Reproduce the rows verbatim, beginning at the first line and ending after the line that contains "POLYGON ((664 11, 608".

[BEGIN Source data]

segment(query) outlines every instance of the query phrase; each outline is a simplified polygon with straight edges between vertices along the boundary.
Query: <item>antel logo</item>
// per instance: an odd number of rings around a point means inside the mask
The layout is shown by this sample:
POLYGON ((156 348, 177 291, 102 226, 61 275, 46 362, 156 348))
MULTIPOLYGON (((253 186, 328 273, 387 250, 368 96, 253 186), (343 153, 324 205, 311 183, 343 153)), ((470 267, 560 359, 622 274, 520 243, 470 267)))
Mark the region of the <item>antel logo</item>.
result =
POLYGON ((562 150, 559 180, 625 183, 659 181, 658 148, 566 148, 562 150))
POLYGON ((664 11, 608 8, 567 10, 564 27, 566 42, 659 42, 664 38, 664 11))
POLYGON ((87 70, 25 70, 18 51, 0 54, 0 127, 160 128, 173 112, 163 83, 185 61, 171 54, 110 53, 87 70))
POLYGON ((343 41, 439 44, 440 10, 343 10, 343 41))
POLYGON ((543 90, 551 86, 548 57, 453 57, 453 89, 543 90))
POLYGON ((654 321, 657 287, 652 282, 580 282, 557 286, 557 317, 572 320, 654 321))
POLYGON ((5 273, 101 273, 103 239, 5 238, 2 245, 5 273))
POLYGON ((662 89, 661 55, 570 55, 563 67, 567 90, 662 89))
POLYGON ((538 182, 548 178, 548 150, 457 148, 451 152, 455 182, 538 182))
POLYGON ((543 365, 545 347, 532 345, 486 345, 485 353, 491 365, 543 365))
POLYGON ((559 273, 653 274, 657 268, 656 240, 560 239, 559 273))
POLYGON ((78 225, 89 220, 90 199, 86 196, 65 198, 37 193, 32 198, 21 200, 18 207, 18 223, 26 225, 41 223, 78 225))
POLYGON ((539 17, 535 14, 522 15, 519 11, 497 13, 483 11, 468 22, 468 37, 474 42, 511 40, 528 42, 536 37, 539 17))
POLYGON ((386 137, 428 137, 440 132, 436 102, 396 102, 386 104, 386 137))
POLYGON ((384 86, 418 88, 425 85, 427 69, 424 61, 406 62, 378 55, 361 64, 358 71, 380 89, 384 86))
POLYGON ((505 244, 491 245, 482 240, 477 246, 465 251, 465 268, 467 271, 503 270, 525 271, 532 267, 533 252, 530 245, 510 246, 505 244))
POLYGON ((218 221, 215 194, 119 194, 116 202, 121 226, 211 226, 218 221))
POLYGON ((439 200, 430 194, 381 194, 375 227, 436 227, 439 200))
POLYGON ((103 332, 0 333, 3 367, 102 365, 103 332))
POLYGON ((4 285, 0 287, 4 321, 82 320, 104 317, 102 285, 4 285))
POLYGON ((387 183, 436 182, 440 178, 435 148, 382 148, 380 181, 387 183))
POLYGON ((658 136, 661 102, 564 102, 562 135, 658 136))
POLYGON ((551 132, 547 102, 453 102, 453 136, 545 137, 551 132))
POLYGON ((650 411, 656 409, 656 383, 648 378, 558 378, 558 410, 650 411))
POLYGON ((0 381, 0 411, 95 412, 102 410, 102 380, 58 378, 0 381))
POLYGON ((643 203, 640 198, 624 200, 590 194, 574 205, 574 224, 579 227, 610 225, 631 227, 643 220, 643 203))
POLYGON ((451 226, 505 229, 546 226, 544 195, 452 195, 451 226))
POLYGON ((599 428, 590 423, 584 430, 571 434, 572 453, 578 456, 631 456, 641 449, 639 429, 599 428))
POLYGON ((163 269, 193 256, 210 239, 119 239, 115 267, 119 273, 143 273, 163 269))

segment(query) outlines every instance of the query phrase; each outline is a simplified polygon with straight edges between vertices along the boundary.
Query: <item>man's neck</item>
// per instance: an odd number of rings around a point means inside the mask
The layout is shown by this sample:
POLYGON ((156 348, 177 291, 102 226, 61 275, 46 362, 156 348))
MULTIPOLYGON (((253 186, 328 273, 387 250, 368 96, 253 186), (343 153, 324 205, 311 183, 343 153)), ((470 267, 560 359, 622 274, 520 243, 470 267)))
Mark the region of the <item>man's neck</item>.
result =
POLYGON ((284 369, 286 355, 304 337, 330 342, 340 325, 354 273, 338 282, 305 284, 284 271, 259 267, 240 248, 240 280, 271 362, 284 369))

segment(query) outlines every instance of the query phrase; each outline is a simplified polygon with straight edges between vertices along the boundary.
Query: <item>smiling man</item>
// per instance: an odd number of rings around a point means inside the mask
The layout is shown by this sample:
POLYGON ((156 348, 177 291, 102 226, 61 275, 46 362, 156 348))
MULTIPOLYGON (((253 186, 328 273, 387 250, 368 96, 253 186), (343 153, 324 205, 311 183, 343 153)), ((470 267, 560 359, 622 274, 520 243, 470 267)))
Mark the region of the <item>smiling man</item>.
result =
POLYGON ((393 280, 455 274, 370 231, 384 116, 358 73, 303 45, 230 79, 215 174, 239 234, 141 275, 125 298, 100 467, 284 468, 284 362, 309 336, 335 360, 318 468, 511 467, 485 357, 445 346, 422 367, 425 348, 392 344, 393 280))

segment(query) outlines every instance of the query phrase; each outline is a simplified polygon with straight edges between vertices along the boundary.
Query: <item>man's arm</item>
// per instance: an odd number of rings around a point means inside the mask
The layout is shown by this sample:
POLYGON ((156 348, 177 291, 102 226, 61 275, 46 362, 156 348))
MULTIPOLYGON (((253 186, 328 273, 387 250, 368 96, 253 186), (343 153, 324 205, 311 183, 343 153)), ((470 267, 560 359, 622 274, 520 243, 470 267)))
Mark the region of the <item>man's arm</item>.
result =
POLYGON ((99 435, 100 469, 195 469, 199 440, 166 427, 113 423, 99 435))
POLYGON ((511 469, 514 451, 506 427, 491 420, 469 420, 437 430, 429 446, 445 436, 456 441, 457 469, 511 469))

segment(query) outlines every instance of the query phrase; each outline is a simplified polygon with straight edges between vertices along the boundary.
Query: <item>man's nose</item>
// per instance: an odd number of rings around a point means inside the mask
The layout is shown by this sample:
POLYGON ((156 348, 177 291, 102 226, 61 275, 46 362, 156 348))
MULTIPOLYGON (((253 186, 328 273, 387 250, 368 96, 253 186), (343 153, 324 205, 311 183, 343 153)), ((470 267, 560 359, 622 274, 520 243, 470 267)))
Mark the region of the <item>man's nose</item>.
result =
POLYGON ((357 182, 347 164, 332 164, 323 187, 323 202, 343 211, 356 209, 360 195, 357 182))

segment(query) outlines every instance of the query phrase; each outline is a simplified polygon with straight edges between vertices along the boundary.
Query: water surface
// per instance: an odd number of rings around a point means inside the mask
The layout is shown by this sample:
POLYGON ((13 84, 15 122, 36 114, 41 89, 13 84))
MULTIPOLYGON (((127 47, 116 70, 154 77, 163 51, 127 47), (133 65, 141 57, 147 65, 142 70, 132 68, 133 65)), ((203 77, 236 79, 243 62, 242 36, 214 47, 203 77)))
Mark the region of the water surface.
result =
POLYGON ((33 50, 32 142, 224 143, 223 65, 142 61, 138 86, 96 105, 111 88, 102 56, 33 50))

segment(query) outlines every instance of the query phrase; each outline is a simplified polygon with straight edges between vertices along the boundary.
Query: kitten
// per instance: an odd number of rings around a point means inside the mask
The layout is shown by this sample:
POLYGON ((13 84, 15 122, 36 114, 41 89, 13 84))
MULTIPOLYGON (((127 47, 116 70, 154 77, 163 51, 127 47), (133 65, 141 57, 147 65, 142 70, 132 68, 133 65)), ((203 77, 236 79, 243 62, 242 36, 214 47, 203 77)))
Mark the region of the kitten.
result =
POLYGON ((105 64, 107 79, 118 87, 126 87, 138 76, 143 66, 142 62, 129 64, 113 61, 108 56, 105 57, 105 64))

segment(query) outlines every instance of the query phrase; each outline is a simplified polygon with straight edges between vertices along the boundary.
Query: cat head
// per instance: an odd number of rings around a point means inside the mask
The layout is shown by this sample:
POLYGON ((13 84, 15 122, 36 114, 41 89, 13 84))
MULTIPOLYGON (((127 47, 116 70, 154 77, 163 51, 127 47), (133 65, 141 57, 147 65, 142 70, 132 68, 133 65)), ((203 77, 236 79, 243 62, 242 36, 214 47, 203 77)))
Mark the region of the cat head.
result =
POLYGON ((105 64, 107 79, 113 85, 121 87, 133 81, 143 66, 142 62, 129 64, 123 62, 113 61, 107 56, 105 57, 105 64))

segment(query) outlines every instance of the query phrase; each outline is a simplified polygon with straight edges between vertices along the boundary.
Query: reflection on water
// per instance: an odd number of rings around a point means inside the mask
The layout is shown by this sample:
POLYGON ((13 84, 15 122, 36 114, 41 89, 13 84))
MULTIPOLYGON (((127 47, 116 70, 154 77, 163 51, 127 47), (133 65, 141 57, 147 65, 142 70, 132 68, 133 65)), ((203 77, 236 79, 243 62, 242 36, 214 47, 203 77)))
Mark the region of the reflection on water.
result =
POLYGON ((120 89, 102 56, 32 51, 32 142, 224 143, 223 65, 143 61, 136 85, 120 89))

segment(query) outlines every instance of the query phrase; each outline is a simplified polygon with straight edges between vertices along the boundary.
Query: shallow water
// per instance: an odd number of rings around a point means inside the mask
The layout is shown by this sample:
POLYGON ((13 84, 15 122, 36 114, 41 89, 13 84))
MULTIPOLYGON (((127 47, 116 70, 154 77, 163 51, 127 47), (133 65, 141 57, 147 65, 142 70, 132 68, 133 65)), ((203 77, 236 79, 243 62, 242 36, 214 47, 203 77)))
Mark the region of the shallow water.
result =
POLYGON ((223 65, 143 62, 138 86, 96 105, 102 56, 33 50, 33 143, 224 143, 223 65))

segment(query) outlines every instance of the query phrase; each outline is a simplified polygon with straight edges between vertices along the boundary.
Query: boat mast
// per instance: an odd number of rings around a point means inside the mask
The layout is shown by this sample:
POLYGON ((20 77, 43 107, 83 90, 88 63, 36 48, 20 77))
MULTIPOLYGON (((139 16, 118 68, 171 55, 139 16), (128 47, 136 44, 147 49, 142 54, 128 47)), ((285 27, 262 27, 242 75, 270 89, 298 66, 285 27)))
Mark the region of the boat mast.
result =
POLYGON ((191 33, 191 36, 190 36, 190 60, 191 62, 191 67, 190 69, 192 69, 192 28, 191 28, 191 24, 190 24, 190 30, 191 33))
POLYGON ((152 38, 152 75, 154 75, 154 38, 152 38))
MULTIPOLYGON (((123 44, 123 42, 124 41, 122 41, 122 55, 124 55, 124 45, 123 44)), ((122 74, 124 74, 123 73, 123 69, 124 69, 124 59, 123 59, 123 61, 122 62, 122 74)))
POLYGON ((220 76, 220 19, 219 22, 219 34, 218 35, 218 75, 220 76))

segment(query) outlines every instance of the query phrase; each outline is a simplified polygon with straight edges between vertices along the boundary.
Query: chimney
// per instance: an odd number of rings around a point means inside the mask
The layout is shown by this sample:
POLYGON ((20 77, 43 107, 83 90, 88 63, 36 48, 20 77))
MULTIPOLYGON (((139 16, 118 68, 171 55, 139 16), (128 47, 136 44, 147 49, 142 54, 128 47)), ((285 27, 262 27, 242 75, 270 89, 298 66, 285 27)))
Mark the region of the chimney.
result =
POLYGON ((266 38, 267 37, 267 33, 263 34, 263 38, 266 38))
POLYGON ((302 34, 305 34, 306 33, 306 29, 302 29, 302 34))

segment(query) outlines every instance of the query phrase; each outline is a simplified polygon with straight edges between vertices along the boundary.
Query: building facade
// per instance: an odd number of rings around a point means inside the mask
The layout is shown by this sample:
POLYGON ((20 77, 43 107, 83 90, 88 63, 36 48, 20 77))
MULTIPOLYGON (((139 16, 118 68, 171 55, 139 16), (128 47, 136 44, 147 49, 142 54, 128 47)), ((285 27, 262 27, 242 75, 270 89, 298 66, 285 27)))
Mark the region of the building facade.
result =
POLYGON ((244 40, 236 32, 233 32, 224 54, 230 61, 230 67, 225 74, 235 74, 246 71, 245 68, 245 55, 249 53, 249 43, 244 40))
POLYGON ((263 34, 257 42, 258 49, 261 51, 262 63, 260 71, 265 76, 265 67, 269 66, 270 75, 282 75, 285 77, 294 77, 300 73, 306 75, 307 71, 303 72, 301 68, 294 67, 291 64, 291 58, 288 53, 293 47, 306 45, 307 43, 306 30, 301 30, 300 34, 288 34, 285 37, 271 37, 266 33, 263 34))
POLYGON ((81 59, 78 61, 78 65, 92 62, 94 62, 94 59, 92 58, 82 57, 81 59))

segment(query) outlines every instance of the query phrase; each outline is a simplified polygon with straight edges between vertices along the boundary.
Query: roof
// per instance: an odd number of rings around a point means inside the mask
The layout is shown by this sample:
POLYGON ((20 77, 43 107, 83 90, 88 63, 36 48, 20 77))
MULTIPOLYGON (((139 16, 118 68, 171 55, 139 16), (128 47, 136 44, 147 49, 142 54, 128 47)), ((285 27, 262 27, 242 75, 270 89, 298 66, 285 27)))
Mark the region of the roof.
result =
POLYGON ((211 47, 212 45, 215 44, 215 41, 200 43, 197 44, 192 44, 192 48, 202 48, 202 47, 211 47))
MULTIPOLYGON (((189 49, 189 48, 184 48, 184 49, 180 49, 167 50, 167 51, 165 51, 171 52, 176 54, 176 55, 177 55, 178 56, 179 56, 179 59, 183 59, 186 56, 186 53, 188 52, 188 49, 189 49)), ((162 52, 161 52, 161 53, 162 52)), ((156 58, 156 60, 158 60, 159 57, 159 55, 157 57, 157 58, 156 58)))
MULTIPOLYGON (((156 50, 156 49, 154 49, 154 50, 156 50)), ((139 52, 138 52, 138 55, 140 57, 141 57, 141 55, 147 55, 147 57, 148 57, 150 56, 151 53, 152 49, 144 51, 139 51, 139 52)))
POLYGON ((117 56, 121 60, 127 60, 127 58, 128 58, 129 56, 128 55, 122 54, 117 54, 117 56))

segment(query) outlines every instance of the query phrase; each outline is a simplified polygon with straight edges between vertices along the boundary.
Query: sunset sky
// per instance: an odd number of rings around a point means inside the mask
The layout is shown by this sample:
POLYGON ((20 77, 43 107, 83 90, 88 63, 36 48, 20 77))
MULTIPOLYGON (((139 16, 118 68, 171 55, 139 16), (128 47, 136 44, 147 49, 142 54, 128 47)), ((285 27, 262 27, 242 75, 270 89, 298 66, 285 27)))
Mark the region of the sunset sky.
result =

[END Source data]

• _Full solution_
segment(query) outlines every instance of the query phrase; each outline is a simplified polygon with straight edges between vertices along the boundary.
Query: <item>antel logo</item>
// per instance: an odd number of rings around a point means inside the mask
The layout is shown by this sample:
POLYGON ((156 348, 177 291, 102 226, 61 275, 46 362, 156 348))
MULTIPOLYGON (((253 186, 328 273, 387 250, 368 96, 253 186), (343 153, 324 205, 311 183, 343 153)), ((470 267, 560 359, 622 274, 520 243, 470 267)))
Mark the region of the <item>antel logo</item>.
result =
POLYGON ((562 150, 559 180, 625 183, 659 181, 658 148, 566 148, 562 150))
POLYGON ((664 11, 608 8, 567 10, 564 27, 566 42, 659 42, 664 38, 664 11))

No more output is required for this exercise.